Records of labeled points |
"""

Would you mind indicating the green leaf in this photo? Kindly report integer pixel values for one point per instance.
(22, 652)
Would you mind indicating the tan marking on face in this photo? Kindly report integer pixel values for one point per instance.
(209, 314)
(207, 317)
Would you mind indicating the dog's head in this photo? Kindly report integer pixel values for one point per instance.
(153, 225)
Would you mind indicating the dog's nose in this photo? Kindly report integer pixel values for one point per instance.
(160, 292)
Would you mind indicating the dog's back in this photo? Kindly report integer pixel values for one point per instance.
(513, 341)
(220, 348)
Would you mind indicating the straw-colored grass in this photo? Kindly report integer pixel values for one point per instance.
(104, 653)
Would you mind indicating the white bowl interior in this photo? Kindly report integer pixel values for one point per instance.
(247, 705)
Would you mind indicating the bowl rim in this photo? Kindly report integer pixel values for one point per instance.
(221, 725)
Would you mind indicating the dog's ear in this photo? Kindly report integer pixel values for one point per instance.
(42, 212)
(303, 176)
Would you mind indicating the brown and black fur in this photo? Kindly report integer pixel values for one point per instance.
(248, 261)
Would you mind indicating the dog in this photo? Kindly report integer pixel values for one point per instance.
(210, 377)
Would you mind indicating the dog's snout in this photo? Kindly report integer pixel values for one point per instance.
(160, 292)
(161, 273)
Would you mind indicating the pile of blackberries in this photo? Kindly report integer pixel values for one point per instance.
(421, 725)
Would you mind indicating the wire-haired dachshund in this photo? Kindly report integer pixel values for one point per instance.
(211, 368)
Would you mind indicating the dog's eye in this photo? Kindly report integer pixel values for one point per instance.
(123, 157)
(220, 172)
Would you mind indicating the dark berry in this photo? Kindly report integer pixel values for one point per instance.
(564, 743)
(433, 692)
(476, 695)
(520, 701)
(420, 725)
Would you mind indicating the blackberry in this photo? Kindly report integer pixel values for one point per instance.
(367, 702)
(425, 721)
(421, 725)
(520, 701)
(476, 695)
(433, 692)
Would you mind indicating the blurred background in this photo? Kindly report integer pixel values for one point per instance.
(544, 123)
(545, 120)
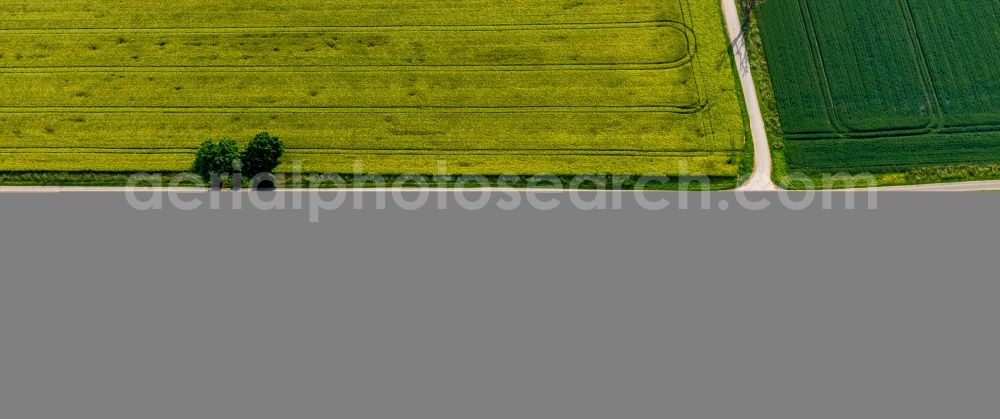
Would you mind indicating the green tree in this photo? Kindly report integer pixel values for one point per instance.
(262, 155)
(216, 158)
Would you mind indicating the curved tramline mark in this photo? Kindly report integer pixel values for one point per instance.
(819, 67)
(843, 128)
(921, 55)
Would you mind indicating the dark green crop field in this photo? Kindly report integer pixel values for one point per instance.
(397, 86)
(884, 85)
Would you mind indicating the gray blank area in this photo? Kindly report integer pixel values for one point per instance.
(107, 312)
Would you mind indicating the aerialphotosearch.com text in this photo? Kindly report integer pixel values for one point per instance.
(324, 192)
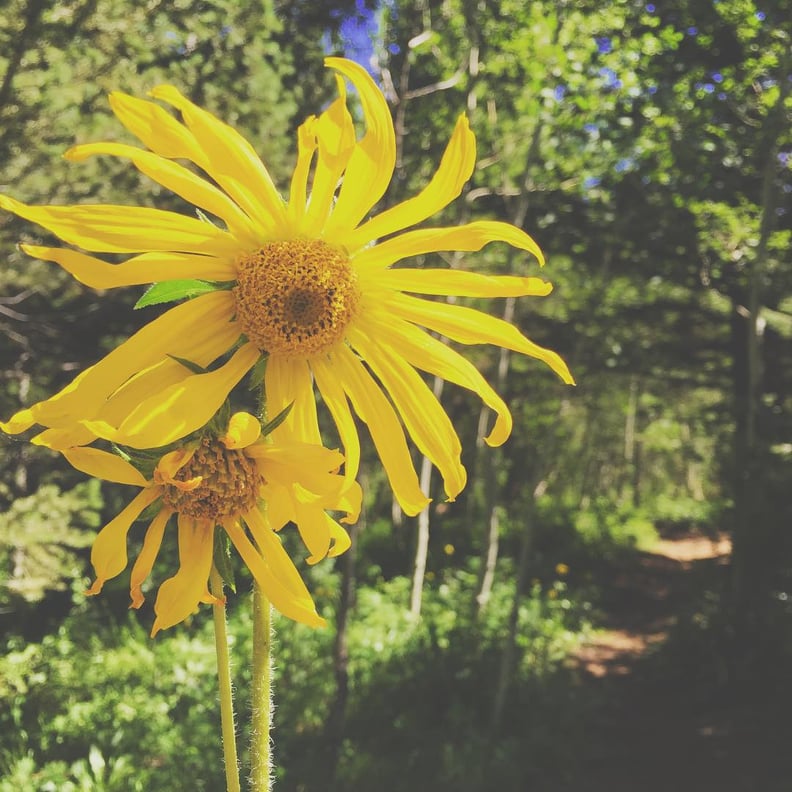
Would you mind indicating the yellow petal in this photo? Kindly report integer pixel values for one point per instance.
(313, 529)
(101, 464)
(461, 283)
(426, 420)
(468, 326)
(108, 554)
(229, 154)
(341, 540)
(126, 229)
(243, 430)
(148, 555)
(156, 128)
(279, 506)
(298, 193)
(336, 402)
(180, 595)
(455, 169)
(335, 139)
(288, 381)
(429, 354)
(154, 379)
(191, 330)
(62, 439)
(273, 570)
(306, 473)
(370, 168)
(178, 180)
(283, 461)
(146, 268)
(386, 431)
(171, 463)
(472, 236)
(180, 409)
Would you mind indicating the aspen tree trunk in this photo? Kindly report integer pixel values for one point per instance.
(491, 494)
(509, 654)
(750, 539)
(336, 717)
(422, 543)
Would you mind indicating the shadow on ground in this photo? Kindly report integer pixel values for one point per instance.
(663, 721)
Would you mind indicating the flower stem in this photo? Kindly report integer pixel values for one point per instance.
(260, 759)
(224, 683)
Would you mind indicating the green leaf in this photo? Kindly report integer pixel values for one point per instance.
(272, 425)
(170, 291)
(257, 373)
(188, 364)
(151, 511)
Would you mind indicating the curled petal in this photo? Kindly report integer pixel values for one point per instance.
(180, 595)
(180, 409)
(455, 169)
(145, 268)
(273, 569)
(148, 555)
(101, 464)
(243, 430)
(177, 179)
(370, 167)
(116, 229)
(469, 326)
(472, 236)
(377, 413)
(228, 153)
(109, 554)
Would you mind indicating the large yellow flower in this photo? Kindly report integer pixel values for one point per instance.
(308, 283)
(219, 480)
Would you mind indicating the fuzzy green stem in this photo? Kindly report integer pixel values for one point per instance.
(260, 758)
(224, 682)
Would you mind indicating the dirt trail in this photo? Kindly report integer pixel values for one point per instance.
(648, 732)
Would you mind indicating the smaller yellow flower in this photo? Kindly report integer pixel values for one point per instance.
(220, 480)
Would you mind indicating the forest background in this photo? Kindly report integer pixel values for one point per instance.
(647, 148)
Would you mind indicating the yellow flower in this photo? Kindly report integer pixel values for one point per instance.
(219, 481)
(308, 283)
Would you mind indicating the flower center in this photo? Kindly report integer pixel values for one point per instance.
(229, 485)
(295, 297)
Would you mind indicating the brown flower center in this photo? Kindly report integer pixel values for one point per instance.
(295, 297)
(229, 485)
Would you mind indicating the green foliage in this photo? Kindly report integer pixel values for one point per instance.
(41, 539)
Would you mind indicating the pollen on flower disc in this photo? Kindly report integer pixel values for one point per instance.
(229, 483)
(295, 297)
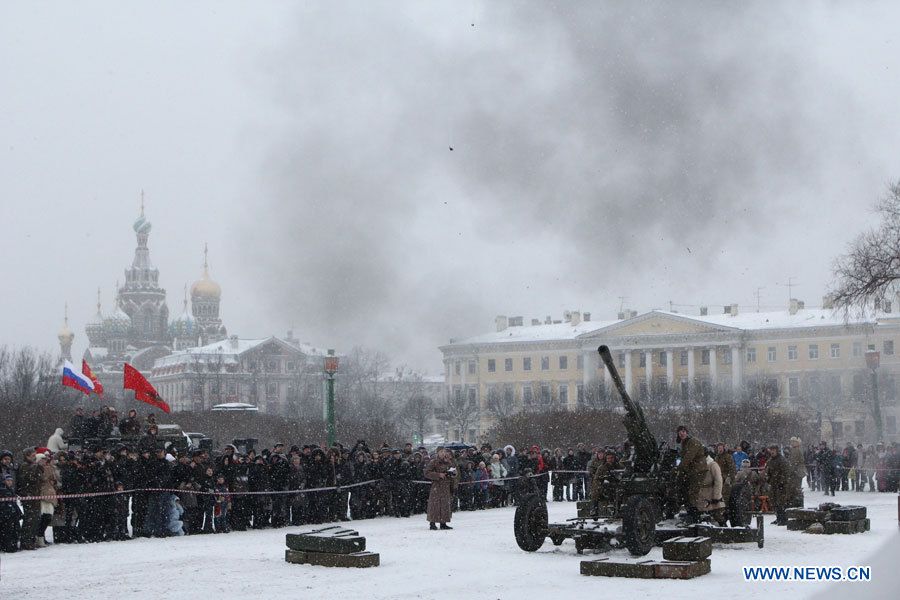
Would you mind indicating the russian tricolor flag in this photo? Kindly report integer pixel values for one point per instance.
(74, 379)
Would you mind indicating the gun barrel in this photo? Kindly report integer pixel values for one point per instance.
(606, 357)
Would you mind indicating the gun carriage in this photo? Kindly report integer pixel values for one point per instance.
(637, 499)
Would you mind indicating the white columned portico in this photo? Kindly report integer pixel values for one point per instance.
(670, 368)
(692, 367)
(737, 368)
(628, 381)
(648, 369)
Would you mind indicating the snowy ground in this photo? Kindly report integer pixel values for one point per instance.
(478, 559)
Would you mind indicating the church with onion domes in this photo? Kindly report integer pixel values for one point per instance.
(137, 329)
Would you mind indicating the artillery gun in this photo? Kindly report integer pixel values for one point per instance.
(636, 498)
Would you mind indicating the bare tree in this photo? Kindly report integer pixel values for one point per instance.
(870, 269)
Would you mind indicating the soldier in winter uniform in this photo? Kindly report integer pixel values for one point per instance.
(443, 476)
(691, 471)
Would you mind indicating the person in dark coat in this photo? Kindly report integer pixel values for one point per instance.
(10, 513)
(780, 479)
(77, 424)
(444, 478)
(318, 474)
(131, 425)
(827, 472)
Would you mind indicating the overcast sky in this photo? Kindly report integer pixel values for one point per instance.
(648, 150)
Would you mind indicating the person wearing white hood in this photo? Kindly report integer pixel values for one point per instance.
(56, 442)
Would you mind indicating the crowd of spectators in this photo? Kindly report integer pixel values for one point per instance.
(148, 489)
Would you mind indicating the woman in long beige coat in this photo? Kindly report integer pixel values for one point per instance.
(443, 476)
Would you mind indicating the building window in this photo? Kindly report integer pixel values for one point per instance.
(793, 387)
(837, 429)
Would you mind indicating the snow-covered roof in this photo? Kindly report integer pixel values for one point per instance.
(812, 317)
(536, 333)
(749, 321)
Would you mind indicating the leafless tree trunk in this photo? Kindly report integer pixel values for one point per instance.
(870, 269)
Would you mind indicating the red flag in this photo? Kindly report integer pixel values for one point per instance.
(143, 391)
(86, 371)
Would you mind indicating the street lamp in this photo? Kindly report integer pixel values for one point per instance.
(331, 365)
(873, 360)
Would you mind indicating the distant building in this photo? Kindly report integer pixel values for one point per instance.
(138, 330)
(809, 359)
(279, 376)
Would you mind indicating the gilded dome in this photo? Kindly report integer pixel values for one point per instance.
(65, 334)
(119, 323)
(205, 287)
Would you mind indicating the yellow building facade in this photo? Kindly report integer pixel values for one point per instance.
(812, 360)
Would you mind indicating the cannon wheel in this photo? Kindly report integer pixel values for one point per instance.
(739, 505)
(531, 523)
(639, 525)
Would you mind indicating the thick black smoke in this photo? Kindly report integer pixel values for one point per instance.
(436, 163)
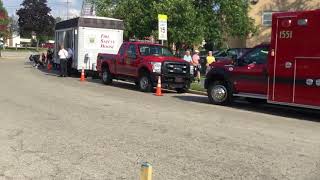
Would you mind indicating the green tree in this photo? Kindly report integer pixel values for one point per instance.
(4, 21)
(34, 16)
(189, 21)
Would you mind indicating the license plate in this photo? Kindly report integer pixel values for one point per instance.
(178, 79)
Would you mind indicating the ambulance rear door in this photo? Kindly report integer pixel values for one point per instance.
(306, 90)
(281, 68)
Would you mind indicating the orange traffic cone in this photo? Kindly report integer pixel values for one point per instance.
(83, 78)
(159, 92)
(49, 66)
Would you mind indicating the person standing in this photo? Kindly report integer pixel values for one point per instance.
(187, 57)
(196, 63)
(63, 55)
(210, 59)
(70, 59)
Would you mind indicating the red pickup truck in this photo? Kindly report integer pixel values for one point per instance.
(143, 63)
(285, 72)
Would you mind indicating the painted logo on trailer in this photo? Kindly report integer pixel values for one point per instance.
(107, 42)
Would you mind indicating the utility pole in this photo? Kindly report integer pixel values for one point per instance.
(68, 2)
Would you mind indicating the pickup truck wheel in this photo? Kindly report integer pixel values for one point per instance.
(219, 93)
(181, 90)
(106, 77)
(145, 84)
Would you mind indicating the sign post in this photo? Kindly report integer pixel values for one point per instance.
(163, 27)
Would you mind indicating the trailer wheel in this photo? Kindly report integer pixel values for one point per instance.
(145, 83)
(106, 76)
(219, 93)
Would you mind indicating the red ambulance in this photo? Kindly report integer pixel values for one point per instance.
(286, 72)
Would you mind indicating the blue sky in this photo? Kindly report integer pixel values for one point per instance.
(59, 7)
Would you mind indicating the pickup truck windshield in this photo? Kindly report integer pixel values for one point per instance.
(151, 50)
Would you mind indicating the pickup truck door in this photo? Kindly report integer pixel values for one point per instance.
(120, 62)
(131, 61)
(250, 74)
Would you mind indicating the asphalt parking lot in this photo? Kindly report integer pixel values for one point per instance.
(61, 128)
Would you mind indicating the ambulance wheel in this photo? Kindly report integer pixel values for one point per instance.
(106, 76)
(219, 93)
(145, 84)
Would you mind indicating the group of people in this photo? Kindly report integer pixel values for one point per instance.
(195, 61)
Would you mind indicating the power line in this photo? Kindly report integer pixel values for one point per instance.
(68, 2)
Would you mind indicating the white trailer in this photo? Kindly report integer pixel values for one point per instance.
(87, 36)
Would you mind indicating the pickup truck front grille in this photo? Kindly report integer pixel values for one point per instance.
(176, 68)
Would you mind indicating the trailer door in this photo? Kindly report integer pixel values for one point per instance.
(282, 73)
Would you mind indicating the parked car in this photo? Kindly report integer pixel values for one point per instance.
(143, 63)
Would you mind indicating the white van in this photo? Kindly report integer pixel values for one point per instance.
(87, 36)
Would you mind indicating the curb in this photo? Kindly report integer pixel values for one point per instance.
(197, 92)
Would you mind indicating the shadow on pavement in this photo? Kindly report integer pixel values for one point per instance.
(277, 110)
(123, 85)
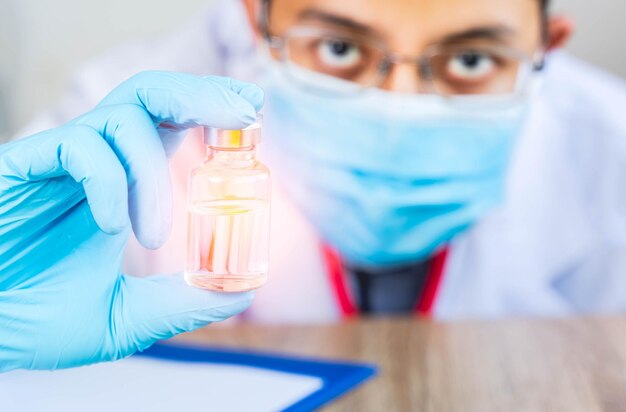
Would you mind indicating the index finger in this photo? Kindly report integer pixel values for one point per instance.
(185, 100)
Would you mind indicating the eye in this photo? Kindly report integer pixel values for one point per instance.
(470, 65)
(338, 53)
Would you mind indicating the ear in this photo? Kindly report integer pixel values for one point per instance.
(253, 10)
(560, 30)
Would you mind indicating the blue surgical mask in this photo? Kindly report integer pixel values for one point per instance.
(387, 178)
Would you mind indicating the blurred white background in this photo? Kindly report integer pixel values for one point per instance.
(42, 42)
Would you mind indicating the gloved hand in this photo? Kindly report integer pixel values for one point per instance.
(66, 196)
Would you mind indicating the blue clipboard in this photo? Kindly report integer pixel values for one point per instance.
(338, 377)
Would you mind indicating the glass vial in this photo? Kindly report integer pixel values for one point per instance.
(229, 213)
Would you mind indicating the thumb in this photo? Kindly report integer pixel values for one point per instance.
(159, 307)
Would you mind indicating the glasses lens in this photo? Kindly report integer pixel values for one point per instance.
(338, 55)
(470, 70)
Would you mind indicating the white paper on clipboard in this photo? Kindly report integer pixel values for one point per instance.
(155, 385)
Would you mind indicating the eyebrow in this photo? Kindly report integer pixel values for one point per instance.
(498, 33)
(345, 22)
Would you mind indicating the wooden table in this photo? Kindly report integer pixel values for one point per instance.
(510, 365)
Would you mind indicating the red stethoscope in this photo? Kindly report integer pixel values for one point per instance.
(425, 304)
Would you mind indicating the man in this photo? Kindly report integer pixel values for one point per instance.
(437, 156)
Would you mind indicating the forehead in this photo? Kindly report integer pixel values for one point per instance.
(411, 24)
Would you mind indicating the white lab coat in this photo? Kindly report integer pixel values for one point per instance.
(557, 246)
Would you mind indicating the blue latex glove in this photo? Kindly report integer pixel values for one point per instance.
(66, 196)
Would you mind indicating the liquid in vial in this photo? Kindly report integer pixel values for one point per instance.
(228, 214)
(228, 245)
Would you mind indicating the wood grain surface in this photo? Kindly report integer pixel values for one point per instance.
(509, 365)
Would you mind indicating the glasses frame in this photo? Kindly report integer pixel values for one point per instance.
(528, 65)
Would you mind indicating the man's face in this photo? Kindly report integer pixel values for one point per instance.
(412, 27)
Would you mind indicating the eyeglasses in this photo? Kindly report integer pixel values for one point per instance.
(360, 62)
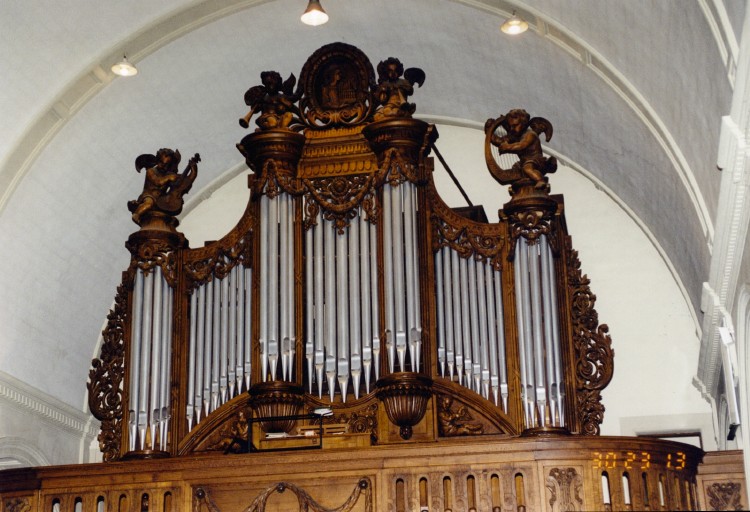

"""

STATED PROBLEM | List every line in the data above that contains the word "bowl".

WRITTEN SOLUTION |
Would you mind indicating the white bowl interior in this photo? Kindly report integer pixel values for one point per instance.
Would you mind indicating the bowl rim in this photo? Kindly report integer pixel values for one point per instance.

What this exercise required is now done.